• _THE PROBLEM_
Which lines in the records below contain the word "dark"? Pick out each of those lines and copy it.

• _INFORMATION SHOWN_
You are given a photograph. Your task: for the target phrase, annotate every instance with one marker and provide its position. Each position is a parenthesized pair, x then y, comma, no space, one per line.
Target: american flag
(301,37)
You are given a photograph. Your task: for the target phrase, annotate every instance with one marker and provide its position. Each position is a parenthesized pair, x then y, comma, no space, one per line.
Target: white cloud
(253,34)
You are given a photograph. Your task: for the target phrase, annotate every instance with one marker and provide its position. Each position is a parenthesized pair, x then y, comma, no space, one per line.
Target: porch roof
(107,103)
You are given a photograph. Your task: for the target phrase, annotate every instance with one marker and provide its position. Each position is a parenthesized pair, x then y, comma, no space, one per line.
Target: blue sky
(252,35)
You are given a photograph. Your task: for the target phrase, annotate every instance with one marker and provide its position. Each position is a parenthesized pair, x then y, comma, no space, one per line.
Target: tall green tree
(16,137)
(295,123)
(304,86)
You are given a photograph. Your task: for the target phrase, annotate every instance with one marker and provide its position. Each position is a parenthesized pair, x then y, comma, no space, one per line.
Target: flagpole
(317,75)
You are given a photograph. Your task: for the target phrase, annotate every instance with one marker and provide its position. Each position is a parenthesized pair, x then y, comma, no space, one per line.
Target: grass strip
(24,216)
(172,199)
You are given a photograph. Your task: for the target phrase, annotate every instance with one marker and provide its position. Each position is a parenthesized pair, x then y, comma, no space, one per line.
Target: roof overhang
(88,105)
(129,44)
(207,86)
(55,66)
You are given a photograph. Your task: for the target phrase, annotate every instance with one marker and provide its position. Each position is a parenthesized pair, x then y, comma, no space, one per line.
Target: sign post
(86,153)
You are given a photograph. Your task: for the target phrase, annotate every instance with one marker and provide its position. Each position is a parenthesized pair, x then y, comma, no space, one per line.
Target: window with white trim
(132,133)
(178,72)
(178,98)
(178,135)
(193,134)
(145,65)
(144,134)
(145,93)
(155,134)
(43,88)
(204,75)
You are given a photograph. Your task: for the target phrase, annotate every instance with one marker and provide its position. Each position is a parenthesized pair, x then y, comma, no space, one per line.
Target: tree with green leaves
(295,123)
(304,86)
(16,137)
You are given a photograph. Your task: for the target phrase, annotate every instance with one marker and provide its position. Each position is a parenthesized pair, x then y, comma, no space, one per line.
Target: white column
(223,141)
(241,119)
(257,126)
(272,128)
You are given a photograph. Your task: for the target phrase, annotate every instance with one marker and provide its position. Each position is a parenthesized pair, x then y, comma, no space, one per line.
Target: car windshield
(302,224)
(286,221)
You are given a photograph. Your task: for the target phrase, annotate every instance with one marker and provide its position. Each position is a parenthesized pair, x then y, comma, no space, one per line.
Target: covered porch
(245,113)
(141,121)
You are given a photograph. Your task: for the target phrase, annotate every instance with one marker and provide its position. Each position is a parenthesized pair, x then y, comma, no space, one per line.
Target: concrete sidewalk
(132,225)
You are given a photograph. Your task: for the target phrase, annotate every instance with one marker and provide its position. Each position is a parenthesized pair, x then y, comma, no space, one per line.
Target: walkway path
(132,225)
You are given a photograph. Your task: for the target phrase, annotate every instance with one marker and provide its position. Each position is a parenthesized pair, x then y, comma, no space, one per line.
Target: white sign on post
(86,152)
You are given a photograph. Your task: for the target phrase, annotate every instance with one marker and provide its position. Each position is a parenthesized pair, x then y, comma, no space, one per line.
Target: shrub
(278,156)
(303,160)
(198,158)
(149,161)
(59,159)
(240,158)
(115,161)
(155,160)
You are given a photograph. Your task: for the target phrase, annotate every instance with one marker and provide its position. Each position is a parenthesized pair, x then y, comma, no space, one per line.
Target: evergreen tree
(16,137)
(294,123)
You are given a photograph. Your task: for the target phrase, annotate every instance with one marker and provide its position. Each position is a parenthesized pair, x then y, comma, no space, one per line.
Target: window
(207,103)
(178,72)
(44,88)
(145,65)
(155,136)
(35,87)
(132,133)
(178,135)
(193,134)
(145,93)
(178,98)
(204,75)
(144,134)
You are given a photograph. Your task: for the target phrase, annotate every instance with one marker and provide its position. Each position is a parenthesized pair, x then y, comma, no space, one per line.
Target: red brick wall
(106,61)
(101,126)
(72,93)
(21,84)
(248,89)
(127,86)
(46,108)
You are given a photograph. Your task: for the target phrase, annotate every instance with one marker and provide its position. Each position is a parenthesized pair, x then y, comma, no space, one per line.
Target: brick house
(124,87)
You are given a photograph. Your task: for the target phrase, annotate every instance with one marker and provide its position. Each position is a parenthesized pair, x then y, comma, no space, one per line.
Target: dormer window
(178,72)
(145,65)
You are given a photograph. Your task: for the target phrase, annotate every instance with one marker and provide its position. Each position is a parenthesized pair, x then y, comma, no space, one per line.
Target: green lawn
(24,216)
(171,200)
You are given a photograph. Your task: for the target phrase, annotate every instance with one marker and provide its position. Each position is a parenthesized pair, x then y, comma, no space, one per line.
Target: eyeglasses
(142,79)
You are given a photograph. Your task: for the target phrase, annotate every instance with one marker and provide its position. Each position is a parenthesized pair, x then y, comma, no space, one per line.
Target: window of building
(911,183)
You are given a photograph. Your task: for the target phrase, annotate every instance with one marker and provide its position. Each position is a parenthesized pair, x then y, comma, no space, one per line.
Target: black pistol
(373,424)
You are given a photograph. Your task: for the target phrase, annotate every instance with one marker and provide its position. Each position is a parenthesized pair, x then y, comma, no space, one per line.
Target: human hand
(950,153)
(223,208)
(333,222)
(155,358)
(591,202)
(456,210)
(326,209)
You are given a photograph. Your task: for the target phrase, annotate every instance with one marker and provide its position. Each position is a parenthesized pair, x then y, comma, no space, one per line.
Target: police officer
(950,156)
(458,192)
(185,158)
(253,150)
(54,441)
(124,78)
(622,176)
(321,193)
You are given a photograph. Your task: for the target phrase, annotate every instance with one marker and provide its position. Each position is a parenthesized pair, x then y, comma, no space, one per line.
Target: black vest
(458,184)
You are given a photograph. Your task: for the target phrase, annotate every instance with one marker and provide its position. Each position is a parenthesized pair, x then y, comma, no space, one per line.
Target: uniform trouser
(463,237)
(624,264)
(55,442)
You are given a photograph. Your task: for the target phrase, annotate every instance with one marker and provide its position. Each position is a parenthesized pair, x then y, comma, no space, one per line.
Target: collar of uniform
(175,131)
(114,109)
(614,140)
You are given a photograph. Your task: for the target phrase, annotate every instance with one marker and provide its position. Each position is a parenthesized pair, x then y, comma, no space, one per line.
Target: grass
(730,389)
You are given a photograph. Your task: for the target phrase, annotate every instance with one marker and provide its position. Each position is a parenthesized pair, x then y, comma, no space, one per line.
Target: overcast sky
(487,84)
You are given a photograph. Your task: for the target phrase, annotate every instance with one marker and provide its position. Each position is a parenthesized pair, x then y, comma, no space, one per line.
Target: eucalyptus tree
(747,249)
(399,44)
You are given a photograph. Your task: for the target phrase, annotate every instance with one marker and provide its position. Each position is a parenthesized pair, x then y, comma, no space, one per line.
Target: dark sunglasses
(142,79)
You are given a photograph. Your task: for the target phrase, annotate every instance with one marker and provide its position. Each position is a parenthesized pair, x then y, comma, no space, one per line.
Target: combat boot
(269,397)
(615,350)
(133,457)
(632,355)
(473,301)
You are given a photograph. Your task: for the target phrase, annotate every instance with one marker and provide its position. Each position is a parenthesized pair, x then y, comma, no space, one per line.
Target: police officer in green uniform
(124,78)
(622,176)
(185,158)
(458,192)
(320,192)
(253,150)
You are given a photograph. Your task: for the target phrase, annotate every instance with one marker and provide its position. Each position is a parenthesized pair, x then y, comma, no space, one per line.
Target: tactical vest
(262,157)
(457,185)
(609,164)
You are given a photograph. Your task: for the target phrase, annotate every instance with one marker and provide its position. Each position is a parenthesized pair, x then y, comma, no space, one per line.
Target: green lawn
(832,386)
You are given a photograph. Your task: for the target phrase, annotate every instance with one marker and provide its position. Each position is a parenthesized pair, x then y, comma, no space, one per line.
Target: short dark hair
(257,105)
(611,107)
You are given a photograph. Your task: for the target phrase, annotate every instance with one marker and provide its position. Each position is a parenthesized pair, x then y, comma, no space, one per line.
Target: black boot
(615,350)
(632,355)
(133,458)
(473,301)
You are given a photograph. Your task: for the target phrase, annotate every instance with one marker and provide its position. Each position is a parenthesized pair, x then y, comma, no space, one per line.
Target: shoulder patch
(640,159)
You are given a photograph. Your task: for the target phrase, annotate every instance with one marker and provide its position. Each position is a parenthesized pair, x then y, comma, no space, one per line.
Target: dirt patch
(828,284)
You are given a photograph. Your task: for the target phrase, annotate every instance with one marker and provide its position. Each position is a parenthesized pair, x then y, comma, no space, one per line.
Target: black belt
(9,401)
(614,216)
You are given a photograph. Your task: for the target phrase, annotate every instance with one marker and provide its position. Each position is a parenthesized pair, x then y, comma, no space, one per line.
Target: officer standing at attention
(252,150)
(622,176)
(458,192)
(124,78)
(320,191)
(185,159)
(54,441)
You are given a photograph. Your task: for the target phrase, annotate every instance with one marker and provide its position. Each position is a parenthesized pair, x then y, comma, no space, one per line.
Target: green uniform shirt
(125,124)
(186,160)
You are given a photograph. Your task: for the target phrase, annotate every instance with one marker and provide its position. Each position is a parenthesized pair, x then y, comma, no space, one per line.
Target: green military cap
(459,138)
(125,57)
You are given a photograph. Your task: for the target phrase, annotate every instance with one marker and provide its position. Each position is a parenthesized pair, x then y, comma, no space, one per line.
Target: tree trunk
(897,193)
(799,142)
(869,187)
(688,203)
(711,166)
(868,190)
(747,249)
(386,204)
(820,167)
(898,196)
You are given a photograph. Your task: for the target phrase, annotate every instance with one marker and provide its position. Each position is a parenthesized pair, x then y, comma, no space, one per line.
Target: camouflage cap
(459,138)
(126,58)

• _RESPONSE TO THE TASK_
Target: dark sunglasses
Target: short dark hair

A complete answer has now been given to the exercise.